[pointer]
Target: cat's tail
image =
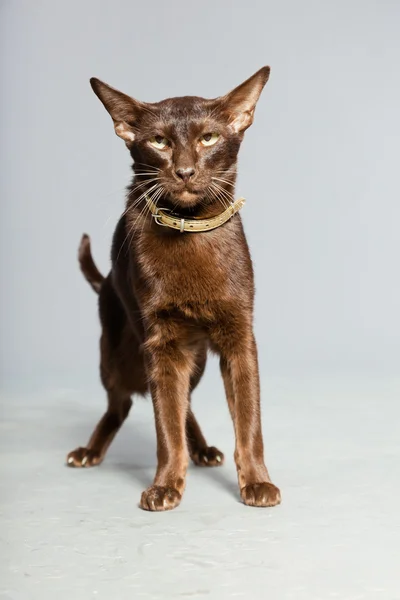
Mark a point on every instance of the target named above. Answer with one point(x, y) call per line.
point(88, 267)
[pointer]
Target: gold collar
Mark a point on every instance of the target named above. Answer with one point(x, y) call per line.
point(192, 225)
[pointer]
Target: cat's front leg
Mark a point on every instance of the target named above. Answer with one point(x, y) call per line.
point(239, 368)
point(169, 367)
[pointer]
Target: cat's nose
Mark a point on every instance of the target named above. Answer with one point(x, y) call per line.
point(185, 174)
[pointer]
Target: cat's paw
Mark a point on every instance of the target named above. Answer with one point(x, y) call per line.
point(208, 457)
point(83, 457)
point(261, 494)
point(157, 497)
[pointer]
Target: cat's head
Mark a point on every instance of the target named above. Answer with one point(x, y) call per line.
point(185, 148)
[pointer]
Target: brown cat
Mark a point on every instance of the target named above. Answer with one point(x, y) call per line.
point(181, 283)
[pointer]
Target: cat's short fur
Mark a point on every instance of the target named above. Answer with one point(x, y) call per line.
point(170, 296)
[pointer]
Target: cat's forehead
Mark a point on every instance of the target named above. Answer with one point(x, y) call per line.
point(184, 108)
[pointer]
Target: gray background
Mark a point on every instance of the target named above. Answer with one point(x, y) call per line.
point(320, 171)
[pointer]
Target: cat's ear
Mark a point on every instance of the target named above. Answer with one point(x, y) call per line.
point(240, 103)
point(123, 109)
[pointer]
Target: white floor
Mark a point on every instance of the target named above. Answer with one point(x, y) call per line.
point(333, 448)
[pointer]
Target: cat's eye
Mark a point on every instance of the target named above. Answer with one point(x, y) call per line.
point(159, 142)
point(209, 139)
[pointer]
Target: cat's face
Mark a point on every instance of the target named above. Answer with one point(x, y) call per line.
point(185, 148)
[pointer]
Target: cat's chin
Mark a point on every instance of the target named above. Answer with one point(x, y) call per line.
point(187, 198)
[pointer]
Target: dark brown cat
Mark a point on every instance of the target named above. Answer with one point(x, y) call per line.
point(172, 294)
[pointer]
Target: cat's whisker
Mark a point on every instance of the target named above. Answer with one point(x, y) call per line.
point(222, 193)
point(226, 193)
point(223, 181)
point(130, 207)
point(216, 196)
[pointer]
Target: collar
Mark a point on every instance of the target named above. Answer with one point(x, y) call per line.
point(173, 221)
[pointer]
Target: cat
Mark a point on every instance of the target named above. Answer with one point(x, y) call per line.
point(177, 289)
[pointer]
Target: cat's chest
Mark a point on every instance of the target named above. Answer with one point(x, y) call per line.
point(194, 268)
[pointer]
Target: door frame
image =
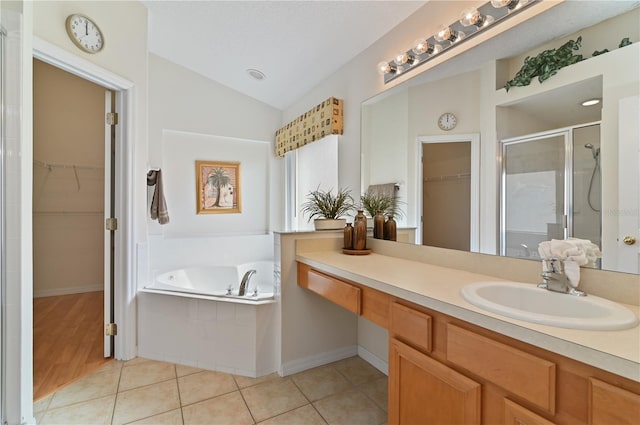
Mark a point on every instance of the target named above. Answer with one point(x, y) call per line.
point(474, 140)
point(124, 289)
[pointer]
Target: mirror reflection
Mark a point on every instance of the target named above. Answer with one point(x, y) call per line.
point(523, 166)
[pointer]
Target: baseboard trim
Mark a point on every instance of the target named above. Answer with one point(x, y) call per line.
point(67, 291)
point(373, 360)
point(321, 359)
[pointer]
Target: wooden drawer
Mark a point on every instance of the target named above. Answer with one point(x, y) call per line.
point(520, 373)
point(411, 326)
point(612, 405)
point(514, 414)
point(376, 306)
point(335, 290)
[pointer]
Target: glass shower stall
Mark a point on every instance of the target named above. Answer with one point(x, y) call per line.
point(550, 189)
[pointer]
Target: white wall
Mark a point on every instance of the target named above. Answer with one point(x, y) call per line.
point(183, 101)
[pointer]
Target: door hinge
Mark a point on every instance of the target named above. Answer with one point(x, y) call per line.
point(111, 329)
point(112, 118)
point(111, 224)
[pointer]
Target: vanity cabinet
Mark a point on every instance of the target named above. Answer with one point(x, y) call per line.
point(445, 370)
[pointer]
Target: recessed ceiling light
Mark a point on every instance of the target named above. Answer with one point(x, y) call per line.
point(256, 74)
point(590, 102)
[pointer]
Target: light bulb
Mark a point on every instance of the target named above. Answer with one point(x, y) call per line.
point(384, 68)
point(471, 16)
point(422, 46)
point(448, 34)
point(401, 58)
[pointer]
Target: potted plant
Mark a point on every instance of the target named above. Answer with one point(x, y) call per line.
point(327, 208)
point(374, 202)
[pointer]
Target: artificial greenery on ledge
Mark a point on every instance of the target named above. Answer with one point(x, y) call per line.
point(547, 63)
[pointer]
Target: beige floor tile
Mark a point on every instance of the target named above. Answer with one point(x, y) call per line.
point(357, 371)
point(203, 385)
point(244, 381)
point(182, 370)
point(135, 361)
point(305, 415)
point(146, 401)
point(145, 373)
point(92, 412)
point(224, 410)
point(173, 417)
point(96, 385)
point(350, 408)
point(42, 404)
point(377, 391)
point(321, 382)
point(273, 398)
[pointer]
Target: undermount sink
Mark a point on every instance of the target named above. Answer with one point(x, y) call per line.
point(532, 304)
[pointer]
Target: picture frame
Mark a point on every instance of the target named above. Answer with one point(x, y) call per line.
point(218, 188)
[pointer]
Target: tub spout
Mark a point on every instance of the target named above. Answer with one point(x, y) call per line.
point(245, 282)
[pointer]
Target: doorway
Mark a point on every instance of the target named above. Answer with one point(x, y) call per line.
point(449, 204)
point(72, 181)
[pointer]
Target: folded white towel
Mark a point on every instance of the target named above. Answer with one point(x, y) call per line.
point(591, 250)
point(570, 253)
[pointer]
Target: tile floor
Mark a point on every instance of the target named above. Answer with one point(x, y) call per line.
point(144, 391)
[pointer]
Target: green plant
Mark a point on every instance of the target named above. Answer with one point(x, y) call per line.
point(546, 64)
point(324, 204)
point(374, 202)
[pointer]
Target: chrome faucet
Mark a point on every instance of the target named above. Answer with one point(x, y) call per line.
point(244, 283)
point(555, 280)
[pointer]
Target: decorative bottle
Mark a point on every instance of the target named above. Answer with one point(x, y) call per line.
point(360, 231)
point(348, 236)
point(390, 229)
point(378, 225)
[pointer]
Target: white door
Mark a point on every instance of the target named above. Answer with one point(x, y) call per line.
point(628, 185)
point(109, 140)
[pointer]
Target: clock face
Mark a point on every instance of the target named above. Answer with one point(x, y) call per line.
point(84, 33)
point(447, 121)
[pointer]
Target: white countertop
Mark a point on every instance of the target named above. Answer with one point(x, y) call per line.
point(439, 288)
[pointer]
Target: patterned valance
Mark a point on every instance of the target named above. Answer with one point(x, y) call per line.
point(324, 119)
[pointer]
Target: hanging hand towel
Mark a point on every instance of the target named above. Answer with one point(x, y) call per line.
point(158, 204)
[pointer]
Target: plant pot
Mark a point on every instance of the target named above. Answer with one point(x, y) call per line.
point(329, 224)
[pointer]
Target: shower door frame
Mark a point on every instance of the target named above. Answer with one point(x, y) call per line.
point(567, 132)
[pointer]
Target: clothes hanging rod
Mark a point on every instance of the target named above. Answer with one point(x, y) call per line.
point(449, 177)
point(69, 166)
point(68, 213)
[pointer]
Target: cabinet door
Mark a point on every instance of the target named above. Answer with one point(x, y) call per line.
point(515, 414)
point(423, 391)
point(612, 405)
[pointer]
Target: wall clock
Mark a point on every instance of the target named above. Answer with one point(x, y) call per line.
point(84, 33)
point(447, 121)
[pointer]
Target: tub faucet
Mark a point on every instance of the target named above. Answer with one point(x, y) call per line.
point(244, 283)
point(555, 280)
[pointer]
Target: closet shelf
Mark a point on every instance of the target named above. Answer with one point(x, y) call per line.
point(450, 177)
point(71, 166)
point(68, 213)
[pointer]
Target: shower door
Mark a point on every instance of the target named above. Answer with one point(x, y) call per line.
point(535, 186)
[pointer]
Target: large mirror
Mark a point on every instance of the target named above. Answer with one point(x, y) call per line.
point(525, 165)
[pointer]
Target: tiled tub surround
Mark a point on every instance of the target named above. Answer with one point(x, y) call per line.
point(215, 335)
point(439, 287)
point(144, 391)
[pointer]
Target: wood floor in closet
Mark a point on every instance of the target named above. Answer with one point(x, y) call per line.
point(67, 340)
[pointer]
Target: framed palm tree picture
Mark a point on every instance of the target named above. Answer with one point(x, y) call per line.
point(218, 187)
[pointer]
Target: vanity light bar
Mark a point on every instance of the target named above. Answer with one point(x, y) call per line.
point(471, 23)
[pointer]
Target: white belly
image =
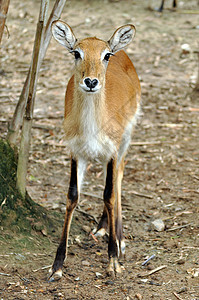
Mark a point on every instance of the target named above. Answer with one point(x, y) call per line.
point(92, 147)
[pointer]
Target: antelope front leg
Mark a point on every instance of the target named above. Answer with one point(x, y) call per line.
point(56, 270)
point(109, 200)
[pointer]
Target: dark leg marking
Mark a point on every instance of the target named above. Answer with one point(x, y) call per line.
point(71, 203)
point(109, 200)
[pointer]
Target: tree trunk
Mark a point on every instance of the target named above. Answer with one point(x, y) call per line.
point(4, 4)
point(14, 126)
point(27, 121)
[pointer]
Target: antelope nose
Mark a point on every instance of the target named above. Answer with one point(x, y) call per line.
point(91, 83)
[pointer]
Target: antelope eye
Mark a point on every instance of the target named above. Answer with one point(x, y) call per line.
point(107, 56)
point(77, 54)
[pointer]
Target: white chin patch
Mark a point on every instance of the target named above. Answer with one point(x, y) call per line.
point(85, 89)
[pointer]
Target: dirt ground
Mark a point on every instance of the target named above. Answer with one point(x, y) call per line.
point(161, 179)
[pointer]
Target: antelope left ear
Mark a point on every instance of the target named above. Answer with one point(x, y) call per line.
point(122, 37)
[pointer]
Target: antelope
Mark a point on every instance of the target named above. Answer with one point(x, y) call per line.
point(101, 108)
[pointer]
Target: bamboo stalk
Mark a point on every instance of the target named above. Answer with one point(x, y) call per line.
point(4, 4)
point(27, 121)
point(197, 82)
point(15, 124)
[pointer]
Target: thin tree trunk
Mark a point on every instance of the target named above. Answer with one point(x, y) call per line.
point(14, 126)
point(27, 120)
point(4, 4)
point(197, 82)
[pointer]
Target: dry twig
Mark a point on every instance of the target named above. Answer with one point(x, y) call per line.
point(154, 271)
point(178, 297)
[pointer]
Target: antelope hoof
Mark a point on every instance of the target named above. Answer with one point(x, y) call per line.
point(54, 275)
point(113, 267)
point(122, 248)
point(99, 233)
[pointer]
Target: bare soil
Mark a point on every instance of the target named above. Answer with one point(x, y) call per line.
point(161, 179)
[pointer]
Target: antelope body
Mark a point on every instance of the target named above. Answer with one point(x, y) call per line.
point(101, 108)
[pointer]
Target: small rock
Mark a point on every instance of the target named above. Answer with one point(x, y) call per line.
point(158, 225)
point(182, 290)
point(181, 261)
point(85, 263)
point(186, 49)
point(138, 296)
point(87, 229)
point(98, 274)
point(77, 279)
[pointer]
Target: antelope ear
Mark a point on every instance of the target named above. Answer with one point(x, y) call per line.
point(122, 37)
point(63, 34)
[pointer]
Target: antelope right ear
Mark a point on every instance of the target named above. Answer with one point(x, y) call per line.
point(63, 34)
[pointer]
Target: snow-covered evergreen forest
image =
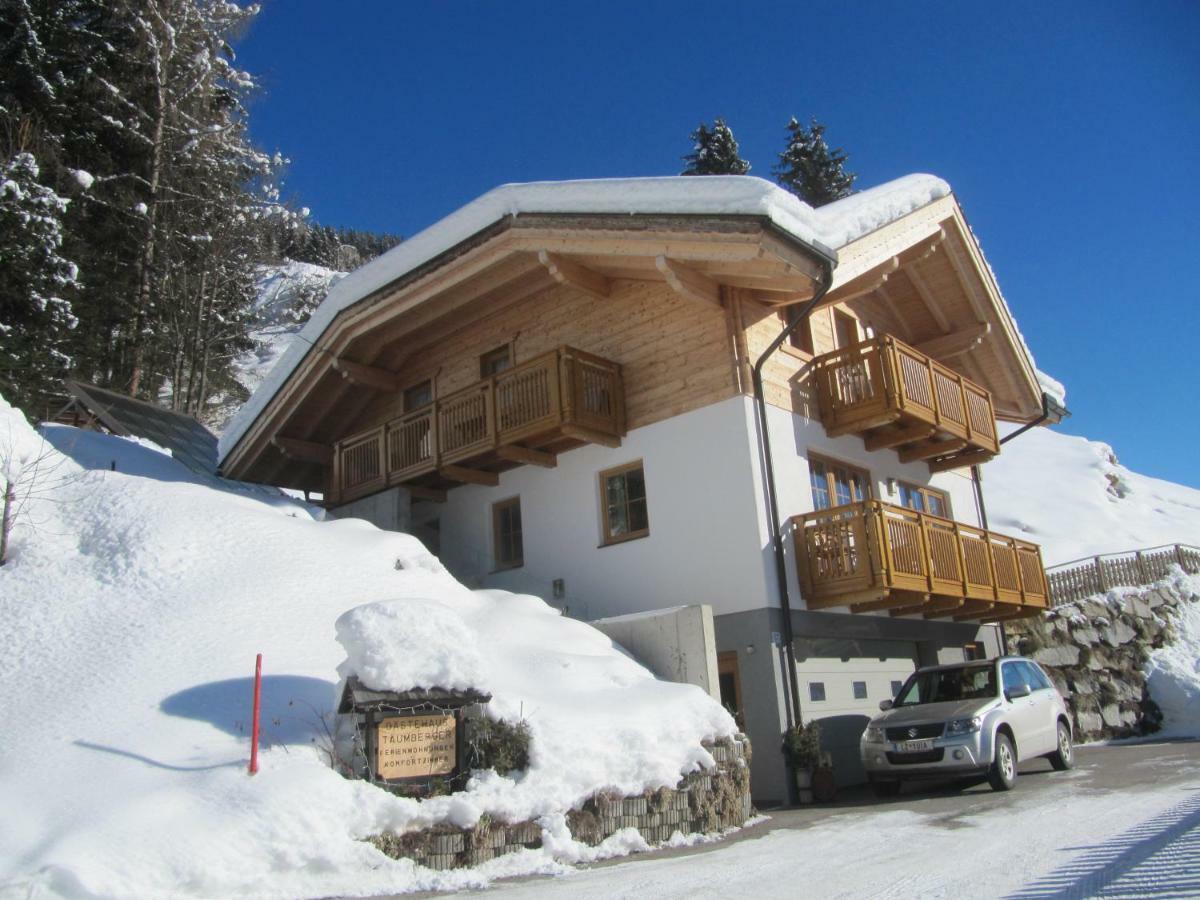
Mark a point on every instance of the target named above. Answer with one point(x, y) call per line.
point(135, 209)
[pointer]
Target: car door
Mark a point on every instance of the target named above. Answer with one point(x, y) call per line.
point(1023, 712)
point(1043, 697)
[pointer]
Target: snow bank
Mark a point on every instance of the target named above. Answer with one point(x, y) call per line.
point(826, 229)
point(131, 612)
point(1174, 673)
point(1074, 498)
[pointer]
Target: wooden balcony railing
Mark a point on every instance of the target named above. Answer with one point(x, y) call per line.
point(874, 556)
point(545, 405)
point(895, 396)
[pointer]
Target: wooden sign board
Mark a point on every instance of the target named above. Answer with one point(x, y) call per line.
point(415, 747)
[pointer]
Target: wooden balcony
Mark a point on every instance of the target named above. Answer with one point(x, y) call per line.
point(526, 414)
point(895, 396)
point(874, 556)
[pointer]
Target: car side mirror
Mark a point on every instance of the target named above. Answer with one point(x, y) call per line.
point(1017, 693)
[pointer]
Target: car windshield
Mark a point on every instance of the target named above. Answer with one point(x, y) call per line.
point(941, 685)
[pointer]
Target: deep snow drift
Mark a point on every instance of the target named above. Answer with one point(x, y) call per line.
point(1073, 497)
point(130, 613)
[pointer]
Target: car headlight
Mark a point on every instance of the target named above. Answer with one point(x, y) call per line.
point(963, 726)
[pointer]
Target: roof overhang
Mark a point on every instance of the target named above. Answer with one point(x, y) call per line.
point(504, 263)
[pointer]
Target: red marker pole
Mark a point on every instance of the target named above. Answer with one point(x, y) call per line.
point(258, 700)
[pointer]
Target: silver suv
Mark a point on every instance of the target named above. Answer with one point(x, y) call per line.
point(975, 718)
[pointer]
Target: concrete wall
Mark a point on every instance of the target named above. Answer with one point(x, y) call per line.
point(703, 541)
point(388, 510)
point(677, 645)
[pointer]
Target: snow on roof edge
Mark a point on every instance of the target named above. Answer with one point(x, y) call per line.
point(823, 229)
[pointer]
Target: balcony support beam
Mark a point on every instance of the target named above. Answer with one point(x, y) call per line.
point(515, 453)
point(888, 439)
point(419, 492)
point(568, 271)
point(469, 477)
point(893, 600)
point(688, 282)
point(591, 436)
point(975, 457)
point(929, 449)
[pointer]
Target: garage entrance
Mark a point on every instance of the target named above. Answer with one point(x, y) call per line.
point(841, 683)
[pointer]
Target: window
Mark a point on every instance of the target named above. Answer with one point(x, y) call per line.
point(496, 360)
point(835, 485)
point(623, 499)
point(845, 329)
point(419, 395)
point(924, 499)
point(507, 533)
point(802, 337)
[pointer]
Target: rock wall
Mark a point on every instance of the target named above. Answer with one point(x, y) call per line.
point(1096, 652)
point(703, 802)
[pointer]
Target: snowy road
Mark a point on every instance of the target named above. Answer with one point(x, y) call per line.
point(1126, 822)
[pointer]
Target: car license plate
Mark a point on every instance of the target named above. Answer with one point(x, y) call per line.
point(915, 747)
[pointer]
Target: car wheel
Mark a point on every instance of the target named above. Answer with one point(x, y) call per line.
point(1065, 756)
point(886, 789)
point(1002, 774)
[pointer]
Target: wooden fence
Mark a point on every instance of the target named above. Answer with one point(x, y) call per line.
point(1096, 575)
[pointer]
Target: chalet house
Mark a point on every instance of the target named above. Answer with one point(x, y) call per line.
point(639, 394)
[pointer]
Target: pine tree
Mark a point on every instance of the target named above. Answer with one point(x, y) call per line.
point(714, 153)
point(35, 282)
point(810, 169)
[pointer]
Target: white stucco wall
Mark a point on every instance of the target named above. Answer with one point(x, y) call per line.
point(703, 546)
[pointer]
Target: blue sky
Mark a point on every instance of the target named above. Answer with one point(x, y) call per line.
point(1069, 132)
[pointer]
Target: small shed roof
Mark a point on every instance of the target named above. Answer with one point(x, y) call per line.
point(189, 442)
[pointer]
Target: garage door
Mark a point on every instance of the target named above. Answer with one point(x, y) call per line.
point(841, 684)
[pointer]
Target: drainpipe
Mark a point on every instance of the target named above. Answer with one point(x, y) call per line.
point(1051, 409)
point(777, 537)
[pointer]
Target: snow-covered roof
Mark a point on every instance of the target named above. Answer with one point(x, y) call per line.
point(825, 229)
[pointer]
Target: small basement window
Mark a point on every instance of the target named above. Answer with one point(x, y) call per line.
point(924, 499)
point(418, 395)
point(507, 540)
point(623, 499)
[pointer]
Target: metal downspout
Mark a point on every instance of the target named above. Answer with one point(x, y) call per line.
point(777, 537)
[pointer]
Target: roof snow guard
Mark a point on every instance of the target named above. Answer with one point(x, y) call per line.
point(822, 231)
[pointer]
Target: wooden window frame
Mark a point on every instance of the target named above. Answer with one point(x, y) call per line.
point(607, 537)
point(497, 543)
point(508, 349)
point(417, 383)
point(832, 484)
point(923, 491)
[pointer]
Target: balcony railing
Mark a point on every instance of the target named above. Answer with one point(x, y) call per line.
point(547, 403)
point(898, 397)
point(874, 556)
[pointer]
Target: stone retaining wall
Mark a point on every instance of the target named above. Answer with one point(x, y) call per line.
point(706, 802)
point(1096, 651)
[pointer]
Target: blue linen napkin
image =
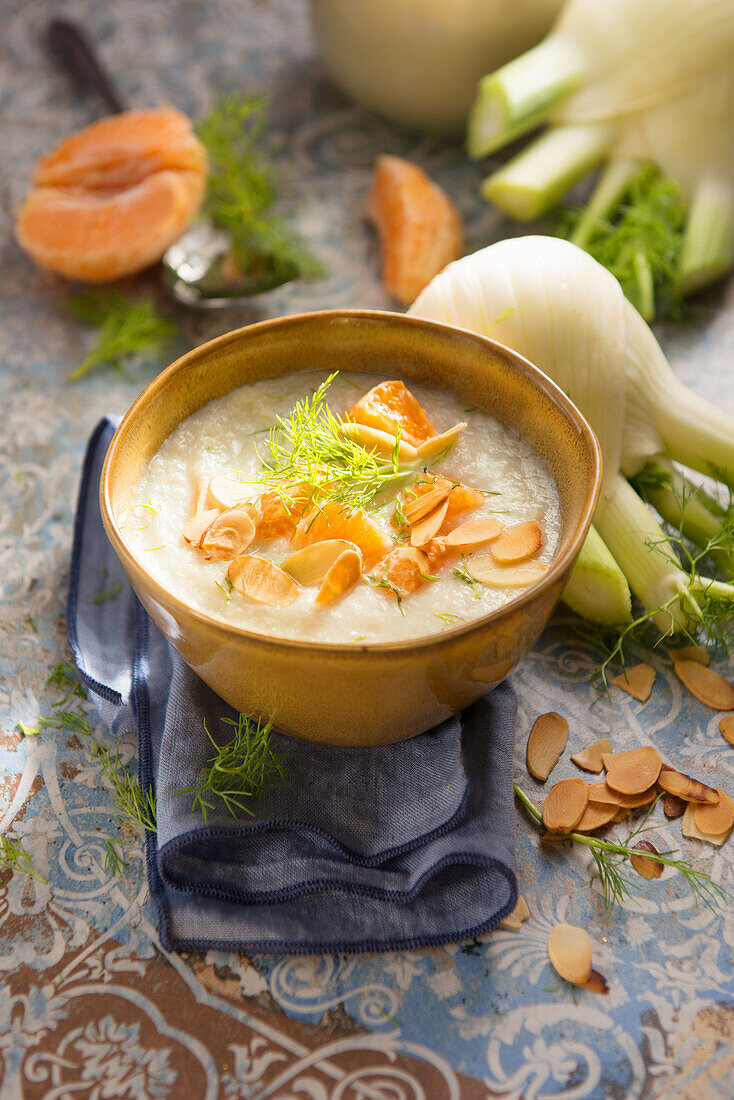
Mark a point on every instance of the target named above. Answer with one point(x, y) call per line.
point(357, 849)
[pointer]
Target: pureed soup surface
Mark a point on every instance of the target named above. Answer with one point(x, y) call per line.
────────────────────
What to do — Return, unchanged, the lines from the first line of the material through the line that holds "Target: cat's ear", inclusive, omitting pictures.

Your solution —
[pointer]
Target: cat's tail
image =
Mark a point on every instance of the target named above. Answer with one point(x, y) call per line.
point(88, 267)
[pointer]
Target: gold collar
Mark a point on every instance of the target named above. Answer with one point(x, y) call per line.
point(192, 225)
[pointer]
Target: cat's front leg
Mark a point on every instance of the target named above. Answer with one point(x, y) call per line.
point(239, 368)
point(169, 367)
[pointer]
Target: cat's nose
Mark a point on every instance of the target named above. Answer with one point(x, y) call per line.
point(185, 174)
[pointer]
Target: cat's paw
Mark a point on every instance of the target named above. Answer with one point(x, y) call per line.
point(208, 457)
point(83, 457)
point(261, 494)
point(157, 497)
[pointer]
Target: cat's head
Mark a point on every instance of the target named above. Answer with one point(x, y) call per line.
point(185, 148)
[pointer]
Target: brown cat
Mark a point on every instance of the target named above. Answer with one point(x, y) call per line.
point(181, 283)
[pointer]
Target: cat's short fur
Mark a point on every instance of the target named above. Answer with one point(x, y) call per line.
point(170, 296)
[pointer]
Target: cat's forehead
Mark a point on every instance of the target named above. Answer with one point(x, y) call per line.
point(184, 108)
[pointer]
Target: gray background
Mark a point on every instance of the target named above. Answer with one point(x, y) call per line.
point(320, 171)
[pointer]
Target: cat's ear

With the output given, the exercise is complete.